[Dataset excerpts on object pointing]
+--

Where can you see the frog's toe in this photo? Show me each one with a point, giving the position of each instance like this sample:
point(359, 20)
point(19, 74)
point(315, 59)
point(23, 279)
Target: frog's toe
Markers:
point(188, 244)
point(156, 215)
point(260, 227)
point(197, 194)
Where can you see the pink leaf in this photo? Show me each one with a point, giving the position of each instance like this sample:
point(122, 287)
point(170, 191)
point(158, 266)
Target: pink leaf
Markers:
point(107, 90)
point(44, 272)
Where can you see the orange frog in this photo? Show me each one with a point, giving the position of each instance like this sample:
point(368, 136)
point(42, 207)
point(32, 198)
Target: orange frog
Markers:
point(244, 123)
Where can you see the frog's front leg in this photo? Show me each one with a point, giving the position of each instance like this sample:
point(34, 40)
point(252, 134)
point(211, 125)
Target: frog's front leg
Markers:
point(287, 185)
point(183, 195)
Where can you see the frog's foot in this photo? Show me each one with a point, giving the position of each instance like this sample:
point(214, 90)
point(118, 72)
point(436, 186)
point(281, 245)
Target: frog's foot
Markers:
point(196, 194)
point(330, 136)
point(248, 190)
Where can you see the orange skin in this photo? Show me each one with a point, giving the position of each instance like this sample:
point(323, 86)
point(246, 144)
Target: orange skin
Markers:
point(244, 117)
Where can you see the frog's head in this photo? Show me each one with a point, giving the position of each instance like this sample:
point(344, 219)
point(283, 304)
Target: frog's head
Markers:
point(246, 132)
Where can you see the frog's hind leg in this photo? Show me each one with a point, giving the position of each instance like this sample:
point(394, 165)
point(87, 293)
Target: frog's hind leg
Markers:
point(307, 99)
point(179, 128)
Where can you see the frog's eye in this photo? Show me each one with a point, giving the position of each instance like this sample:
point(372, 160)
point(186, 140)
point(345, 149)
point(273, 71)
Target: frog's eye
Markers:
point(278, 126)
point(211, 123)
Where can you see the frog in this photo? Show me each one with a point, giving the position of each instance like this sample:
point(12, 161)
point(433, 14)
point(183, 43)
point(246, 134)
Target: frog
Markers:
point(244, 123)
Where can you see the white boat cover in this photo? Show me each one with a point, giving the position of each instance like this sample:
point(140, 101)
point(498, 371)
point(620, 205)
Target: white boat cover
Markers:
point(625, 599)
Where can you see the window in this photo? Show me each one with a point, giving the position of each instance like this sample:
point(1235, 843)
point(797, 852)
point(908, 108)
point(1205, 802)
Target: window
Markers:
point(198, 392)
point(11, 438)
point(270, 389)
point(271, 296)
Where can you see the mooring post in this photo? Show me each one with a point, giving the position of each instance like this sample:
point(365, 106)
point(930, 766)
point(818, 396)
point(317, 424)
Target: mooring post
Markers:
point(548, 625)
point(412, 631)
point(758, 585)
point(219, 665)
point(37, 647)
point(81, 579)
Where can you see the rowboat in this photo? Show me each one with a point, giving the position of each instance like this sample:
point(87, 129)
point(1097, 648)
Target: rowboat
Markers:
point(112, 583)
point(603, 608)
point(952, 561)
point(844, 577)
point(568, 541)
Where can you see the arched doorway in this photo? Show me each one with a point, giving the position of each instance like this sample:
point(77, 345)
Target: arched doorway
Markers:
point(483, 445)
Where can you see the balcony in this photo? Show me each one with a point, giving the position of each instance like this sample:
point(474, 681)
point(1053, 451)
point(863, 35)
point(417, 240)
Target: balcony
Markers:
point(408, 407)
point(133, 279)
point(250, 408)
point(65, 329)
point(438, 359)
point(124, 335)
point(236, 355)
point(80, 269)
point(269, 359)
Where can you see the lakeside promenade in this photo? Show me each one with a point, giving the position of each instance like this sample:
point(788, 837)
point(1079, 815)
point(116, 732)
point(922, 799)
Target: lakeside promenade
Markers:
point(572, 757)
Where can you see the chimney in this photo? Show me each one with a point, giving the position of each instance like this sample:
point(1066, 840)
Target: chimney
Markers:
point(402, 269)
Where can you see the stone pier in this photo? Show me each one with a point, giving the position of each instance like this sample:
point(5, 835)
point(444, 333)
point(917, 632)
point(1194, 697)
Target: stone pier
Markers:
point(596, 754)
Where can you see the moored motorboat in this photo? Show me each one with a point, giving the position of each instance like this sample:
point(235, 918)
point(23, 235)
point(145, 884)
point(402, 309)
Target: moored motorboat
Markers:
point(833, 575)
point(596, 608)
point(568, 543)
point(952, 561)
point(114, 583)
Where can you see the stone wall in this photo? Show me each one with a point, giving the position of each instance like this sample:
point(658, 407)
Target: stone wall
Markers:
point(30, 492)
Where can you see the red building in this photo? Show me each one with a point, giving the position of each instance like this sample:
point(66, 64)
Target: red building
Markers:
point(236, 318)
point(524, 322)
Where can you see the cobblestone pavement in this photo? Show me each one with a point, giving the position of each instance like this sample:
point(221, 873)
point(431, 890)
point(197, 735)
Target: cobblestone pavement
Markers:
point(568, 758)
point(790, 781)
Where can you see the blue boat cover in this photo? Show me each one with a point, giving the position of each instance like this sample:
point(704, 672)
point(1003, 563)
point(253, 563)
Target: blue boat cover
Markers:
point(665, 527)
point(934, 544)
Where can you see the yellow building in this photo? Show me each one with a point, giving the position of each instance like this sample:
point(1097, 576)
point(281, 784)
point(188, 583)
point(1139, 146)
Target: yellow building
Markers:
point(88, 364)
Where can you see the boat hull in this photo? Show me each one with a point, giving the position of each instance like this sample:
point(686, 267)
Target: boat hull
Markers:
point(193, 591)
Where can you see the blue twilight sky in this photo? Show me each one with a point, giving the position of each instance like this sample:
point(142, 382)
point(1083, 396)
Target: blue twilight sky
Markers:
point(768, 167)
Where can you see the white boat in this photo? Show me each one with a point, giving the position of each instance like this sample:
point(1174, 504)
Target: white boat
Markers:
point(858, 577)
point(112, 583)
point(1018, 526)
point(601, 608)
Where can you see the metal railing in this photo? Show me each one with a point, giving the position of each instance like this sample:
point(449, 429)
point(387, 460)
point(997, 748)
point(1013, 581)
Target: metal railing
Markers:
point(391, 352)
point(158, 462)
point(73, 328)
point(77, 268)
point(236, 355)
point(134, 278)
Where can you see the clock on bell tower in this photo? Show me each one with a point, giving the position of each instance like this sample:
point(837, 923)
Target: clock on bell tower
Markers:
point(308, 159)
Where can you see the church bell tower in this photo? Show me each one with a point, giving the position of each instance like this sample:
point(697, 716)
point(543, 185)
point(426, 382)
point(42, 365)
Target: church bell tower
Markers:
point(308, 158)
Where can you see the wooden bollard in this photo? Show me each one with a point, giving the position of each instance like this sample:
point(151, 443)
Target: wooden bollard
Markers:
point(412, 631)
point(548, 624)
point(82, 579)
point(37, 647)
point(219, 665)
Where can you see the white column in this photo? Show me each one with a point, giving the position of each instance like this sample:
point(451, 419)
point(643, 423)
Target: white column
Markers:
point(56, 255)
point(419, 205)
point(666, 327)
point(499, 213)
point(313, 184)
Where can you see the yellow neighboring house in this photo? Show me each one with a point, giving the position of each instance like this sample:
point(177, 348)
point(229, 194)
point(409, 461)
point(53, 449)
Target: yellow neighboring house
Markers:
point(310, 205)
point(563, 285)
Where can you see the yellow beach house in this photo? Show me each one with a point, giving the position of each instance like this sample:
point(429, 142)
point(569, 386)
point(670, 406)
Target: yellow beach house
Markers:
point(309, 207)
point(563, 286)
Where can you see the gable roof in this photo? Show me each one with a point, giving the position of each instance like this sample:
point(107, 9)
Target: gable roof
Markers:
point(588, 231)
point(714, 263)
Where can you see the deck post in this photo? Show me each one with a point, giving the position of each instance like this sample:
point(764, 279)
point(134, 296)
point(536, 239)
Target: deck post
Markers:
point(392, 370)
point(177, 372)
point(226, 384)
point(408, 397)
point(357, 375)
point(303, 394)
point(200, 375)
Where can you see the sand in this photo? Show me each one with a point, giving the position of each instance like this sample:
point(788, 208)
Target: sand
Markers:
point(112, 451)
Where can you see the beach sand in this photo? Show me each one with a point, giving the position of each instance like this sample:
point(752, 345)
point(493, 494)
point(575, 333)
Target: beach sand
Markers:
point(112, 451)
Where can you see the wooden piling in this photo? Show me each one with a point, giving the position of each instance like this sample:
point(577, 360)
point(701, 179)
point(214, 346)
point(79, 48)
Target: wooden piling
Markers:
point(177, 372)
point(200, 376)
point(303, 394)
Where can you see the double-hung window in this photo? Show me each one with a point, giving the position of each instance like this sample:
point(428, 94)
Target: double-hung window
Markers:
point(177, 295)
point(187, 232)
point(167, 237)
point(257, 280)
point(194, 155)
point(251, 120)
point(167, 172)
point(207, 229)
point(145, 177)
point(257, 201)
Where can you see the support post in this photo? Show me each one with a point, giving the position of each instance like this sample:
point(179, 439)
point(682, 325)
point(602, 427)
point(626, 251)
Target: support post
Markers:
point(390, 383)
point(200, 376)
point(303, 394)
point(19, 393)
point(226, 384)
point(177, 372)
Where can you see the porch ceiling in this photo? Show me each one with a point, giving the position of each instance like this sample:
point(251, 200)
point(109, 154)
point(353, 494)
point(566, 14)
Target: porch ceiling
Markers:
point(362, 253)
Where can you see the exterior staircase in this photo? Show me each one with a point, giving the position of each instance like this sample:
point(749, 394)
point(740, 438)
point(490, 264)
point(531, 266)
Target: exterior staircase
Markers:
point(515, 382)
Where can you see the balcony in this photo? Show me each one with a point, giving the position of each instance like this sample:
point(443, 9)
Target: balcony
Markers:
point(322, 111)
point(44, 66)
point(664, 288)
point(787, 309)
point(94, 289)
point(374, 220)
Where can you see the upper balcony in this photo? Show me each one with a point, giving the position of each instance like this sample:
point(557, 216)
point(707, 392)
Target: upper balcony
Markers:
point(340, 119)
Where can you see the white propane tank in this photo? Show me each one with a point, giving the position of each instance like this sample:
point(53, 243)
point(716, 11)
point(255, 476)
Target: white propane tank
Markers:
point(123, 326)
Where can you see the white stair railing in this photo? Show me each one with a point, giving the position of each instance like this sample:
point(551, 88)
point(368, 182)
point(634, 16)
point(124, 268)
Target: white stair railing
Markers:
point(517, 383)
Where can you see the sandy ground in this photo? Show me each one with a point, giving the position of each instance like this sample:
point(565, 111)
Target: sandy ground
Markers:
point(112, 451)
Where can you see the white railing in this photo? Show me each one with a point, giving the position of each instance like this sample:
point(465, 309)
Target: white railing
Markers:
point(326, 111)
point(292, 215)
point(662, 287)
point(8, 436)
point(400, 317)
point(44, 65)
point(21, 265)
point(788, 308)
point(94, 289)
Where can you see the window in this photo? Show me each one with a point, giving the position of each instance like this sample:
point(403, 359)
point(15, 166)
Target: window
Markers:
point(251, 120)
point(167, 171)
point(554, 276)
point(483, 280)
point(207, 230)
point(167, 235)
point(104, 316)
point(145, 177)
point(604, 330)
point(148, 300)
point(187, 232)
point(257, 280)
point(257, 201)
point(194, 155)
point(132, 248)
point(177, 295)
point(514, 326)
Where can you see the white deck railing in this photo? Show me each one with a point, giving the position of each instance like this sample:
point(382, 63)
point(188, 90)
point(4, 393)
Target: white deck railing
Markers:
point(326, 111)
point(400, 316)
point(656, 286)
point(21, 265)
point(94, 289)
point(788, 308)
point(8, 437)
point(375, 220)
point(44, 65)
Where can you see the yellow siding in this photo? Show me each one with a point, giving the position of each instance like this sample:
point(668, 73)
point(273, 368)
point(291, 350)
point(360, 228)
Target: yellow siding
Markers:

+--

What you have to do
Output the entries from the line with "Where can you see the moored" to the line with "point(114, 583)", both included, as a numbered list with blank lines omitted.

Response to this task
1. Where can you see the moored motorboat in this photo? Show me each one with a point, giving the position of each instance like this sample:
2. point(235, 918)
3. point(23, 235)
4. point(145, 884)
5. point(402, 309)
6. Target: moored motorboat
7. Markers:
8. point(833, 575)
9. point(596, 608)
10. point(568, 543)
11. point(952, 561)
12. point(114, 583)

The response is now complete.